>> start

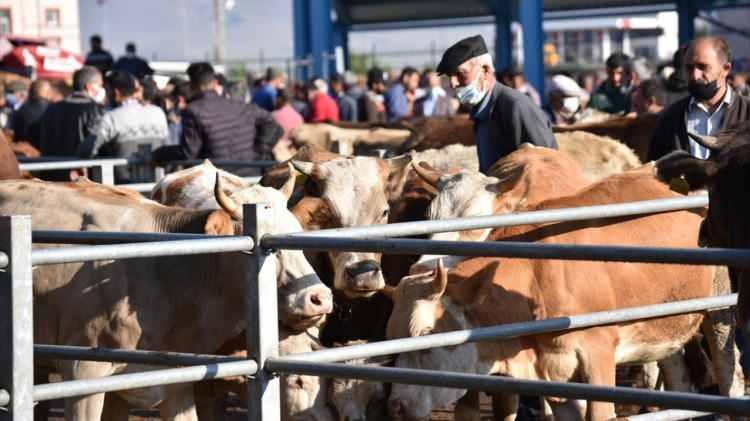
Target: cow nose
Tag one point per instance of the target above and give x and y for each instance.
(396, 407)
(363, 267)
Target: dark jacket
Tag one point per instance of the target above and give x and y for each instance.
(219, 128)
(671, 133)
(515, 119)
(27, 123)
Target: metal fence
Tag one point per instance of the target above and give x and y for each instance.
(16, 338)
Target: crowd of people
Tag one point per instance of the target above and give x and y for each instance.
(115, 109)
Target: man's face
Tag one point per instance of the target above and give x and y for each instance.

>> end

## Your task
Return every line of the data above unchanged and in the same order, leaving out the pictures.

## Finished answer
Target: cow nose
Tag one point per instance of the target above and give x and y for each instance.
(396, 407)
(363, 267)
Target: dark jacket
Tag one point per instance of the target above and give x and y for each instance.
(219, 128)
(671, 133)
(515, 119)
(27, 123)
Target: metal fence
Tag one point per instance of the target above and give x and y for each instance.
(16, 338)
Target: crowd of people
Tag one point per instance of the target above and give x and y for each instance.
(115, 109)
Target: man's face
Tag one point per instance of the target above and give x and y for each instance.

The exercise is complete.